--- start of DATA RECORDS ---
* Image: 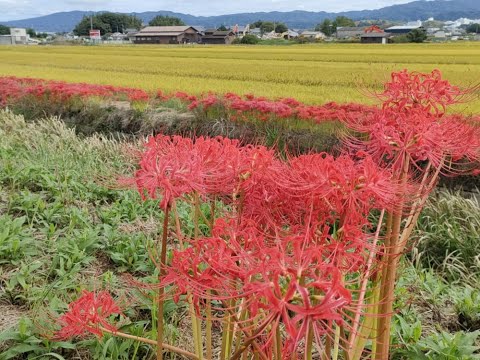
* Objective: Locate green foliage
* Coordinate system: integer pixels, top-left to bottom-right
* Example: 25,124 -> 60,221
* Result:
414,191 -> 480,279
148,15 -> 185,26
399,331 -> 480,360
27,28 -> 37,38
333,16 -> 355,29
256,21 -> 275,34
315,19 -> 335,36
73,12 -> 142,36
275,23 -> 288,34
0,112 -> 161,359
407,29 -> 427,43
454,287 -> 480,331
0,24 -> 10,35
315,16 -> 355,36
240,34 -> 260,45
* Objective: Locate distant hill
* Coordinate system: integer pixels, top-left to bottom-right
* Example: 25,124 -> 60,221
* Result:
2,0 -> 480,32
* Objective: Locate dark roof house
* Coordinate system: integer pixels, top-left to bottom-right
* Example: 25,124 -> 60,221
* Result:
130,26 -> 201,44
336,26 -> 365,39
360,32 -> 392,44
202,29 -> 235,45
385,25 -> 425,35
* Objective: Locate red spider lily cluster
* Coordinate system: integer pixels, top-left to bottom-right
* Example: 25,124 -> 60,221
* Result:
--- end of DATA RECORDS ---
Pull out every line above that contains the string "Locate". Case counts.

* ANSWER TO THIS PROBLEM *
* Objective: Locate green foliage
* Objective: Locate distant hill
* Objective: Locate dark roof house
* Objective: Locate red spider lily cluster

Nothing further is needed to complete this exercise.